(Extrait du texte):
┌──
Le SIRE aux TRISTES COULEURSauteur :
Rémi Dekoninckillustrateur :
Koa400 §
Je ne sais plus si c'est Bruenor qui a comparé ce dernier tome de la trilogie à la Couronne des Rois, en raison de sa taille bien supérieure. Je ne peux qu'approuver! Natisone s'est donné les moyens pour clore avec soin Les Chroniques d'Hamalron. Comme dans le dernier volet de Sorcellerie, on a plus de sections, une aventure plus longue, plus riche, où vont converger les indices, sortilèges et objets que l'on a pu glaner aux long des épisodes précédents. Avec un final épique même s'il est à souligner que les livres 1 et 2 se terminaient aussi avec une scène d'anthologie.
Ce tome 3 conserve les qualités de la série : un style agréable, des illustrations à fort caractère qui évoquent John Blanche mais aussi un peu Gary Chalk pour les bâtiments, une galerie très fournie de personnages secondaires, un système de jeu simple et efficace, pas mal de moments marquants.
Dans le détail, j'ai particulièrement aimé la scène où l'on s'enfuit dans le Château. Entre la course contre la montre, le plan à tracer pour se repérer, les choix cruciaux à faire et les descriptions variées qui rendent ce mini-dédale bien plus immersif que les labyrinthes de Minos ou Zagor, ce passage est vraiment haletant. J'étais presque déçu d'avoir réussi à en avoir trouvé la sortie du premier coup!
Les trois démons de l'inframonde qui forment la garde rapprochée du big boss à la fin sont également très marquants, très charismatiques. Meurtriers comme il faut également puisque Tête-de-Cheval m'a occis dans mon avant-dernière tentative.
Les informations politiques que l'on peut glaner en chemin permettent de mieux appréhender la situation politique, il est vrai un peu complexe. C'est un aspect intéressant. Le choix stratégique à faire vers la fin est donc bien amené... même si j'ai fait un mauvais choix lors de mon premier passage (argh).
La difficulté est très bien dosée. J'ai réussi l'aventure à mon 7ème ou 8ème essai, ce qui, considérant la longueur de ce chapitre final, m'a paru très bien. Surtout, les morts ne sont plus aussi injustes que dans le 1er tome. J'ai l'impression que la difficulté des tests et des combats a été revue à la baisse et c'est une bonne chose. Mes Points d'Action de réserve ont flirté avec le 0 mais je ne me suis pas aussi souvent senti à court, démuni et tributaire du hasard qu'au début de la saga.
Enfin, les illustrations pleine page sont une riche idée, un luxe qui le vaut bien. J'ai adoré celle de la Cendrove égorgeant le soldat ennemi. Dans son attitude, on y voit parfaitement le mélange de colère et de tristesse qui l'anime à ce moment-là, l'expression pure du sentiment de vengeance un peu vaine.
└──
(Consigne):
Recopiez à l'identique, dans la critique du Sire aux tristes couleurs, le passage allant de « Enfin, les illustrations » à « un peu vaine. ». Les enregistrements n'interviennent pas ici.

(Enregistrements stockés):
┌──
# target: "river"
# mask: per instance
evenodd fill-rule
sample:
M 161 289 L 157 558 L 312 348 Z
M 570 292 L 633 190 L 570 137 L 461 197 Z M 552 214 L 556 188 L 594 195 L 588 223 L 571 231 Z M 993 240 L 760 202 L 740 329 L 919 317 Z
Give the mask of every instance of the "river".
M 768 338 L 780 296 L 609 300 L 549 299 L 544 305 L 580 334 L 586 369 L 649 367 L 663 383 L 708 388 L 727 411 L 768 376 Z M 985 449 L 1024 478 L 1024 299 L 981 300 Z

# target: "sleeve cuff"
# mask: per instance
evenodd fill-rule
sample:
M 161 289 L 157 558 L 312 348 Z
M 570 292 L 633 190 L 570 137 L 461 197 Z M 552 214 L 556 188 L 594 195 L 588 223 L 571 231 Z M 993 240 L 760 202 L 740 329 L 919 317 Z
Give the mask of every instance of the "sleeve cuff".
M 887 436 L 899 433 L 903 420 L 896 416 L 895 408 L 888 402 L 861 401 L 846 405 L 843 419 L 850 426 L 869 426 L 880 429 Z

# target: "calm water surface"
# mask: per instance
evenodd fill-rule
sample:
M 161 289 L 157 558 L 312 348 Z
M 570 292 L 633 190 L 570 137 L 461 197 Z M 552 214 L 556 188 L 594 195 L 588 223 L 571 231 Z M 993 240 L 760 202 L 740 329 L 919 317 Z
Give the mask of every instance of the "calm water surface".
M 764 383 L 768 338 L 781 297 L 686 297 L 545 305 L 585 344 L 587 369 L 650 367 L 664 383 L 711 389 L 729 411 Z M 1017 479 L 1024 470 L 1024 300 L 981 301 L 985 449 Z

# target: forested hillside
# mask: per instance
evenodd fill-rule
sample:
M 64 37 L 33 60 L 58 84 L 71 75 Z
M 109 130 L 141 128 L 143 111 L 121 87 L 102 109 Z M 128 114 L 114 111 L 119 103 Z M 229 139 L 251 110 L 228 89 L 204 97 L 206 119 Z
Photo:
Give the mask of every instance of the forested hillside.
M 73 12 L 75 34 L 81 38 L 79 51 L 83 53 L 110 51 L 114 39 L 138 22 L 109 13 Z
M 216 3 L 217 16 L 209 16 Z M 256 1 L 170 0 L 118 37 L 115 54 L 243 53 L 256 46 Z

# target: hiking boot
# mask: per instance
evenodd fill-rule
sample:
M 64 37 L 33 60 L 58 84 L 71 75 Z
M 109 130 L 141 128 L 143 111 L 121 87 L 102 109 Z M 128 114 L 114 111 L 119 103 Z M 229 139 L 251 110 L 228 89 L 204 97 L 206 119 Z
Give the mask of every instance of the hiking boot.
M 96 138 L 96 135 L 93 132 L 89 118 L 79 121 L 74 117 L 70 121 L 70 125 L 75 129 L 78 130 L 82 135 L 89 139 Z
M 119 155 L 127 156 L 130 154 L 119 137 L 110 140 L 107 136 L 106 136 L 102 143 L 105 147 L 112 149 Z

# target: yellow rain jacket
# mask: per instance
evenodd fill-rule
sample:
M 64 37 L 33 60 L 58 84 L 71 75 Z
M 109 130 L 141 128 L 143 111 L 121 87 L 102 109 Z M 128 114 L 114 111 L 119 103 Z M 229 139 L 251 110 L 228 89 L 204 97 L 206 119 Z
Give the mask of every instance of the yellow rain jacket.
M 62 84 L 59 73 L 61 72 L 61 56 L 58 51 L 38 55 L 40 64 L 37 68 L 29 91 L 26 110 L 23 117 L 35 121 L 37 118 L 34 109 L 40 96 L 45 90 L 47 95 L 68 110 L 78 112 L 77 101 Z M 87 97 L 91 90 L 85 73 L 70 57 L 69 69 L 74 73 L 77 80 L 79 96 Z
└──
(Réponse attendue):
Enfin, les illustrations pleine page sont une riche idée, un luxe qui le vaut bien. J'ai adoré celle de la Cendrove égorgeant le soldat ennemi. Dans son attitude, on y voit parfaitement le mélange de colère et de tristesse qui l'anime à ce moment-là, l'expression pure du sentiment de vengeance un peu vaine.